## Text segment

○ ○ ○ ○

The DC job details have shifted a lot since the beginning of January. I still don’t know whether I’ll be in DC full-time or part-time. I don’t know when the job will start. I don’t know all the responsibilities. I am living in limbo and trying to get comfortable with not knowing. I am trying to get comfortable with What It All Means for our lives. I am trying to take joy in the work I do and not wallow in the stress it entails. I am trying to see the glass half full with reflections of rainbows and sparkles glinting off the surface of a delicious (alcoholic) beverage. I am trying to move past what I’ve lost and on to the legitimate joy and excitement for what I’ve gained. I’m trying to not be jealous of my husband and this immense opportunity he gets to grow his business.

I’m trying. Which means I sometimes succeed and sometimes fail. And I am very whiny and miserable when I fail. And I chose not to inflict that self-pity on my readers in January. But I didn’t know what else to write about here when my recent posts had been so full of career-driven purpose and determination.

○ ○ ○ ○

## To do
[1] Translate this sentence from the post about the DC job into Spanish: "I don’t know when the job will start."
[2] Answer these questions using the post about the DC job:
(a) Since when have the DC job details shifted a lot?
(b) What does the writer's husband have an immense opportunity to grow?
(c) What did the writer choose not to inflict on readers in January?
[3] Return the part of the post about the DC job that runs from "The DC job details" up to and including "grow his business.".

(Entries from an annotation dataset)
○ ○ ○ ○

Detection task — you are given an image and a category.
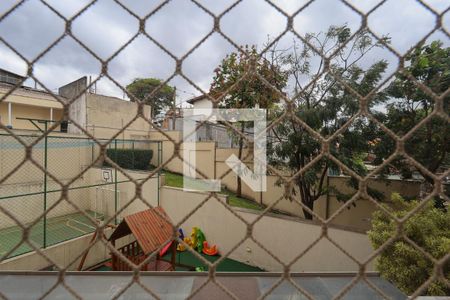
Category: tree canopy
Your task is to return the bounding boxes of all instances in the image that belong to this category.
[368,194,450,296]
[374,41,450,202]
[210,46,287,197]
[126,78,175,116]
[270,26,387,219]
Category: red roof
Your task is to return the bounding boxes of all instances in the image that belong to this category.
[109,206,173,254]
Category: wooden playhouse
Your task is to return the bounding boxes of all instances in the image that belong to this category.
[108,207,177,271]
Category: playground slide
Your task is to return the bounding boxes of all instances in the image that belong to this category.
[159,241,173,257]
[202,241,219,256]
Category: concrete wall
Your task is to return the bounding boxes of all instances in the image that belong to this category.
[59,77,151,139]
[154,137,420,230]
[150,131,215,178]
[161,187,373,272]
[58,76,87,134]
[86,93,151,139]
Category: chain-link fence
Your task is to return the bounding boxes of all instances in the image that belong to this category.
[0,0,450,299]
[0,134,160,258]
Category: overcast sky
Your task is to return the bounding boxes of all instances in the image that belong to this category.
[0,0,450,103]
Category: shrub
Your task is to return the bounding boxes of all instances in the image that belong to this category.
[368,194,450,296]
[104,149,153,170]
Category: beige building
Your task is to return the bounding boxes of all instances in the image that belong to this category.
[0,69,63,130]
[59,77,151,139]
[0,69,151,139]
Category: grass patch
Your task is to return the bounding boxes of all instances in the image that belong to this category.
[164,171,264,210]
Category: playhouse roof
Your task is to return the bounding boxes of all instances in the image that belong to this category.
[109,206,173,254]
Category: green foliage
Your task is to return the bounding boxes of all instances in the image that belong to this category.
[269,26,387,219]
[126,78,175,116]
[210,46,287,108]
[368,194,450,296]
[375,41,450,183]
[209,46,287,197]
[105,149,153,170]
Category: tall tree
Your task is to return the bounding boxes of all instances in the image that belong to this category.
[368,193,450,296]
[126,78,175,116]
[270,26,387,219]
[375,41,450,203]
[210,46,287,197]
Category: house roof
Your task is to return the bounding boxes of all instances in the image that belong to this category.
[186,94,209,104]
[109,207,173,254]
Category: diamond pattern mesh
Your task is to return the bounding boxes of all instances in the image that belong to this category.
[0,0,450,299]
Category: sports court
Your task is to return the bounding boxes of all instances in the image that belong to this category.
[0,210,104,258]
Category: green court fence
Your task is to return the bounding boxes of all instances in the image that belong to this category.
[0,134,161,258]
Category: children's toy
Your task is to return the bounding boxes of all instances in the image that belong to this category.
[194,228,206,253]
[159,241,173,257]
[203,241,219,256]
[177,228,187,252]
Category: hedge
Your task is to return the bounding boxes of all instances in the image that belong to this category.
[104,149,153,170]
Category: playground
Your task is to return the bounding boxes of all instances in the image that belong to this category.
[0,210,104,257]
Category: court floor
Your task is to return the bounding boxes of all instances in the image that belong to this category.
[0,211,103,258]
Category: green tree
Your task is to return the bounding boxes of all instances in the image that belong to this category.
[270,26,387,219]
[210,46,287,197]
[126,78,175,116]
[374,41,450,203]
[368,194,450,296]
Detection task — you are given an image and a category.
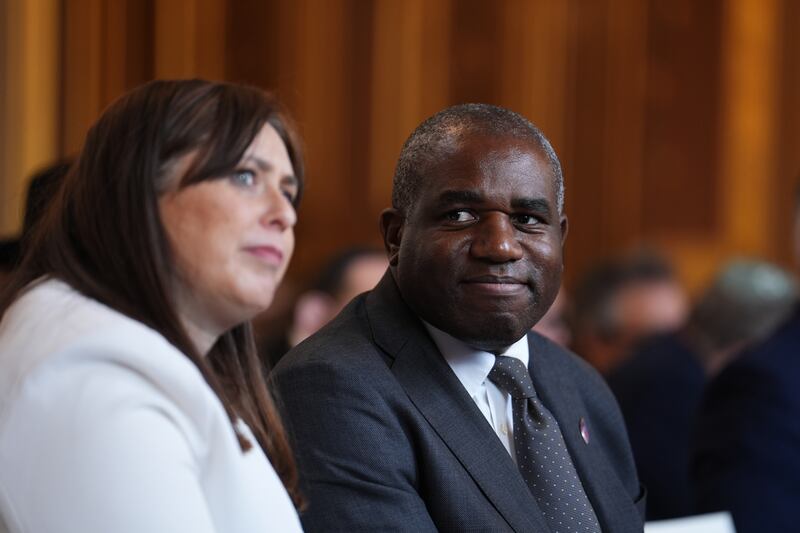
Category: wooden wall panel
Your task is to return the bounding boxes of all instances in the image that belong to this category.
[154,0,227,79]
[60,0,154,157]
[0,0,60,236]
[770,0,800,266]
[0,0,800,287]
[639,0,723,237]
[368,0,453,222]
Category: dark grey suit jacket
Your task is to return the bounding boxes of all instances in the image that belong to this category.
[272,273,644,533]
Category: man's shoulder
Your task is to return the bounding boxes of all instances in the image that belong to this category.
[273,296,386,377]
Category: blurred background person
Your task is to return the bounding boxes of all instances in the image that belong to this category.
[0,161,70,289]
[572,250,689,375]
[608,260,797,520]
[0,80,303,533]
[259,246,389,369]
[691,192,800,533]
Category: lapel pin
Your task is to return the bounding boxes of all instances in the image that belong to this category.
[578,417,589,444]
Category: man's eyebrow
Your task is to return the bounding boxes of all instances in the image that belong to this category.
[511,198,551,214]
[437,190,483,206]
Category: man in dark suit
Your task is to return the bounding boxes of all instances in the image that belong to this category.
[273,104,644,533]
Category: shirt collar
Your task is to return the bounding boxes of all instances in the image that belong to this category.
[422,320,529,396]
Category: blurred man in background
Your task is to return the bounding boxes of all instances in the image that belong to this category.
[608,260,797,520]
[261,246,389,368]
[573,251,689,375]
[692,189,800,533]
[0,161,70,288]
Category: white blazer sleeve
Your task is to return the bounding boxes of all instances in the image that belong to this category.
[3,362,217,533]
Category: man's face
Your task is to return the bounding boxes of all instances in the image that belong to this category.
[382,135,567,353]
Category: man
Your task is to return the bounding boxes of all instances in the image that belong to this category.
[608,260,797,520]
[274,104,644,533]
[692,196,800,533]
[572,250,689,375]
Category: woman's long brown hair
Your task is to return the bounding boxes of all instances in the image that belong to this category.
[0,80,304,507]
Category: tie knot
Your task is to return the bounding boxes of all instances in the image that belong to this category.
[489,355,536,398]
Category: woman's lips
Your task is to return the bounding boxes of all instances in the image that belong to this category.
[245,245,283,266]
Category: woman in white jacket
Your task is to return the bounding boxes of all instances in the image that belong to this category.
[0,80,303,533]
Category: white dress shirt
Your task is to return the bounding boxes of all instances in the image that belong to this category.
[0,280,301,533]
[423,321,529,462]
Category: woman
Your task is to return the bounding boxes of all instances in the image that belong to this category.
[0,80,303,533]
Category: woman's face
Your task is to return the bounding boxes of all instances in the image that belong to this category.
[159,125,298,340]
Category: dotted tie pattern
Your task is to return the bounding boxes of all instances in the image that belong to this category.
[489,355,601,533]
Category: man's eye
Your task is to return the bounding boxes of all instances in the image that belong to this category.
[447,209,475,222]
[513,215,541,226]
[231,170,256,187]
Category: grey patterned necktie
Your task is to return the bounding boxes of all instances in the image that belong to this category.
[489,355,601,533]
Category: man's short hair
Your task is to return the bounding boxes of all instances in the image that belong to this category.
[392,104,564,215]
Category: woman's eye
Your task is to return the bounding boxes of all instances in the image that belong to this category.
[231,170,256,187]
[447,209,475,222]
[281,189,297,205]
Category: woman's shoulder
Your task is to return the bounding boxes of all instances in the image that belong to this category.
[0,279,221,430]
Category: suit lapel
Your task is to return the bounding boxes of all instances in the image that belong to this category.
[367,273,547,532]
[529,337,641,531]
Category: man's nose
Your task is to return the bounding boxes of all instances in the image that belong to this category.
[470,213,522,263]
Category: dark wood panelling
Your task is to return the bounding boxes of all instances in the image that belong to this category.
[641,0,723,237]
[225,0,282,90]
[442,0,503,104]
[771,0,800,267]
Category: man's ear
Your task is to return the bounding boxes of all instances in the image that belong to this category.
[381,207,405,267]
[561,215,569,246]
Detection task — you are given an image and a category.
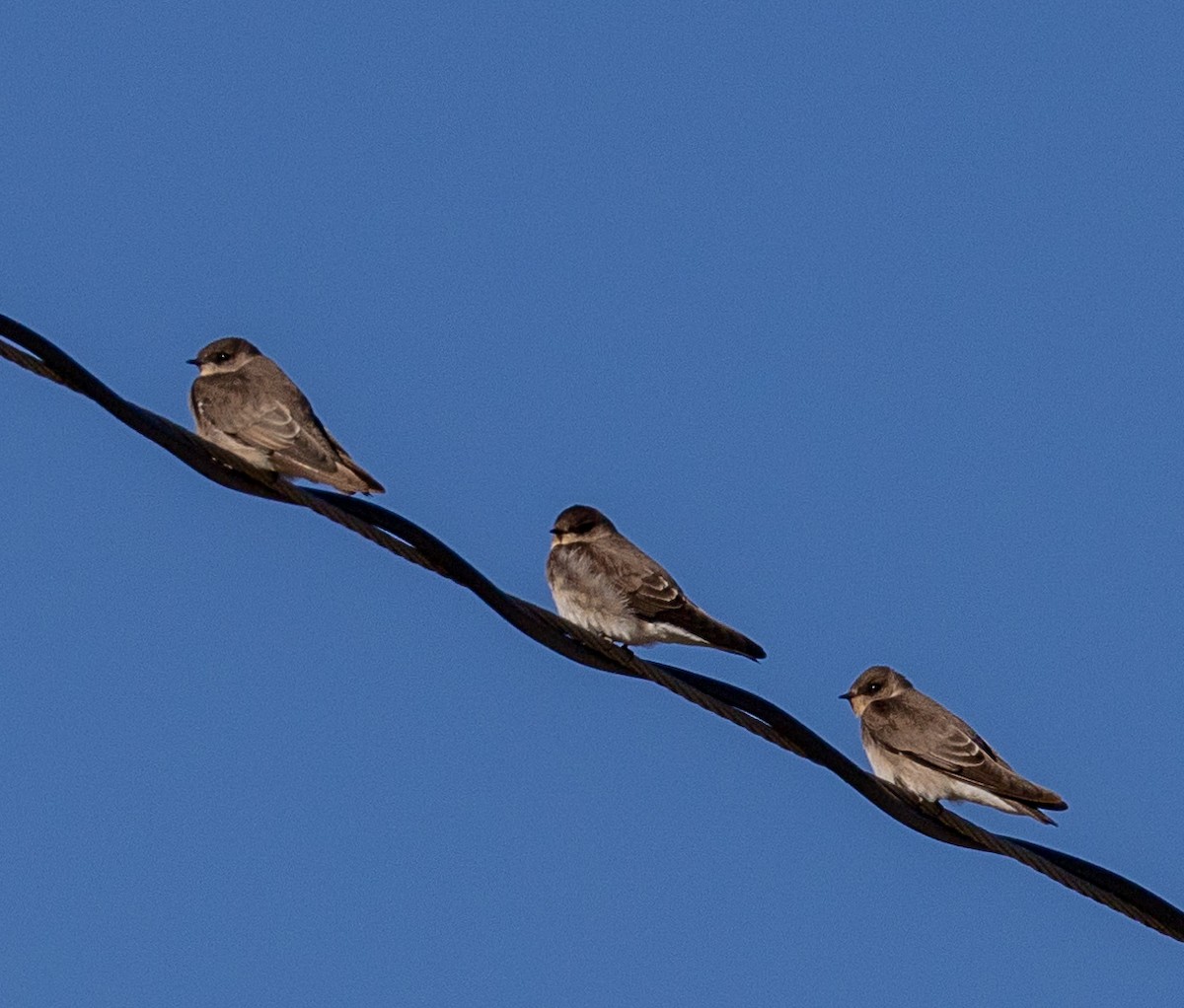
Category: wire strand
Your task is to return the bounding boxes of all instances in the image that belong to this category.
[0,315,1184,942]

○ ○ ○ ○

## Response list
[1] No sé cuándo empezará el trabajo.

[2]
(a) Since the beginning of January.
(b) His business.
(c) That self-pity.

[3]
The DC job details have shifted a lot since the beginning of January. I still don’t know whether I’ll be in DC full-time or part-time. I don’t know when the job will start. I don’t know all the responsibilities. I am living in limbo and trying to get comfortable with not knowing. I am trying to get comfortable with What It All Means for our lives. I am trying to take joy in the work I do and not wallow in the stress it entails. I am trying to see the glass half full with reflections of rainbows and sparkles glinting off the surface of a delicious (alcoholic) beverage. I am trying to move past what I’ve lost and on to the legitimate joy and excitement for what I’ve gained. I’m trying to not be jealous of my husband and this immense opportunity he gets to grow his business.